[begin DATA SUPPLIED]
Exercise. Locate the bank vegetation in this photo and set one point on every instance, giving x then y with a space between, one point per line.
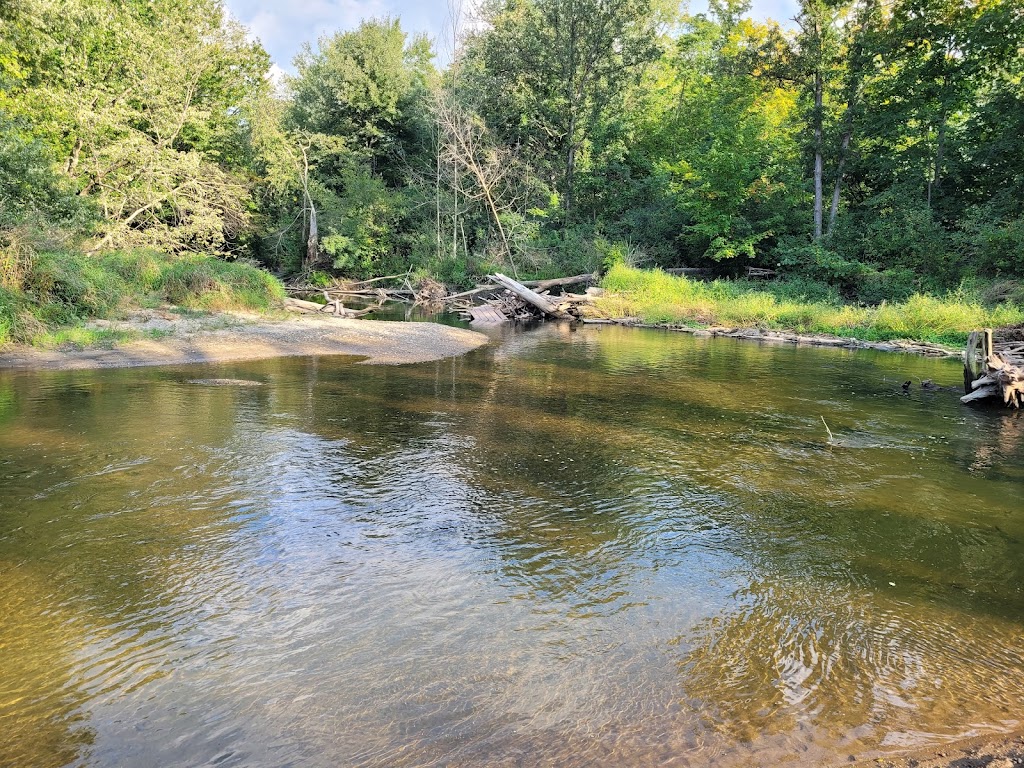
866 154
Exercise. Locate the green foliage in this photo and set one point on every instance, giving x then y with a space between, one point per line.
59 290
204 283
657 297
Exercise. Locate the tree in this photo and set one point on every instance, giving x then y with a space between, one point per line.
551 71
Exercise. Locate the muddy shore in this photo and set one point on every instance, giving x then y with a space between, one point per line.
981 752
161 338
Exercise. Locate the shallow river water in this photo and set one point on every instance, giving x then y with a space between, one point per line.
603 547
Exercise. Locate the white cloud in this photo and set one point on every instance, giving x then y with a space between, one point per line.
283 26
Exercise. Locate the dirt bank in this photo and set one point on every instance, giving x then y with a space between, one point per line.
161 338
983 752
791 337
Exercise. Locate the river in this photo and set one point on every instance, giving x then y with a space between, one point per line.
596 547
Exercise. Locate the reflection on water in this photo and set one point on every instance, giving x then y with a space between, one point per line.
598 547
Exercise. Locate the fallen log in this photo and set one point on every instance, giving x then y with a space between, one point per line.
988 373
544 285
530 297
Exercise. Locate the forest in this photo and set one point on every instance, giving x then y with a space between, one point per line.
865 152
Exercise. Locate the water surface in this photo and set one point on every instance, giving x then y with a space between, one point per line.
602 547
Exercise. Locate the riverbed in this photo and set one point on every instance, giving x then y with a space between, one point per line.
604 546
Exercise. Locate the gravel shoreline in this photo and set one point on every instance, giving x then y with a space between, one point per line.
168 339
981 752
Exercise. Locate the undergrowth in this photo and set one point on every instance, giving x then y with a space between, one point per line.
798 305
51 294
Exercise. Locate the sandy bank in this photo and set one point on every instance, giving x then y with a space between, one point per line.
166 339
982 752
791 337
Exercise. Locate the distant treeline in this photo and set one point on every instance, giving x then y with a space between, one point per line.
878 146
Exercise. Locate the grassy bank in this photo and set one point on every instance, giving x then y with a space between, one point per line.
46 297
804 307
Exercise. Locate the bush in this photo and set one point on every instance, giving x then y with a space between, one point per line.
207 283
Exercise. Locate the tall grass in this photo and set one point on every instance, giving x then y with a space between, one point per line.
805 307
54 290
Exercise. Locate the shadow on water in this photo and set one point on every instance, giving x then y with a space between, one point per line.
601 546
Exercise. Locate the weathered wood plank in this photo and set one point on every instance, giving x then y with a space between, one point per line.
530 297
486 315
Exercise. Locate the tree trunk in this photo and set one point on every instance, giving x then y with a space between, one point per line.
72 162
818 170
312 243
843 151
[end DATA SUPPLIED]
▸ **AIM**: Leave out the pictures and output every record above precisely as given.

▸ **FINISHED EXERCISE**:
Exercise. Locate the bank vegetation in this photo and set one point on every instance, giving x then y with a space between, one point per line.
866 154
Exercise. Locate the green foliage in this photo and set one point on every instance, giving x then y with a space between, one point per line.
59 290
204 283
657 297
Exercise. Locate the tree in this photo and set one point on every instance, giving x then y with a space between, one point per line.
551 71
Exercise. Locate the muddy shore in this photo and set one point on every instance, giving x then y with a space between, one point per line.
981 752
161 338
Exercise. Locate the shallow river water in this photo and set one point on every instance, giving x then y with a space between, one point per line.
603 547
Exercise. Locate the white cloud in this photo and set one point on every instance, giving x then y with a space between, one point per line.
283 26
Exercise. Locate the dirt bank in this photo and set one point on every instance, giving x then y with a space between, one point per line.
161 338
983 752
791 337
Exercise. Locate the river in this photo and set one point on every instance, giving x then y with a space between, one point per line.
596 547
Exercise. Locate the reflection on water in this photo and set one point on every instance, giving x then y with a space between, one point per line.
598 547
Exercise. Locate the fallen log in this photo and set one point on every instance, giving x then y with a space between, one point per line.
988 373
544 285
530 297
Exercise. Locate the forest in this photo and set one point on every instance, giving x then y with a space between, one point per line.
865 152
Exercise. Locate the water surface in this photo and set one point on every instance, giving x then y with a space between, one point per line.
602 547
Exercise. Locate the riverbed in this photo and set one point on every instance, giving x then y with a space between, one point per line.
604 546
Exercise. Locate the gravel shoreline in this photo and set one point on every instance, giving x then y with a space between, one point per line.
168 339
981 752
Exercise. Locate the undergrowth in this photo and set one point on every instance, giving x then y with a space between, one point per line.
798 305
51 294
Exercise. Locate the sandy bank in this photo and set one point on every instance, giving x then y with a space between, one point per line.
166 339
982 752
791 337
Exercise. Locate the distant treeline in this photo and set one point on every instance, giving x then y with a space between, one point per line.
878 146
Exercise. Locate the grassy bank in this photo and set one point on every instance, giving x then y with a space between, one point per line.
46 297
804 307
Exercise. Locate the bush in this photo and set one point on every instance, giving x then y with a space between, one point per line.
207 283
Exercise. Locate the tall grass in this photo and set one point on every instance, giving x then y with a space between, one point per line.
805 307
54 290
Exercise. Locate the shadow on water in this photo and set one point on every instance, giving x then y with a space between, one point per line.
601 546
Exercise. Locate the weathered wood plank in this photo and set one point on every instance, giving x then y with a space between, one point per line.
530 297
486 315
Exercise. Locate the tree trunk in this photo and set one point on every instance, giving x then y with a space between, one point per line.
72 162
818 170
312 243
843 151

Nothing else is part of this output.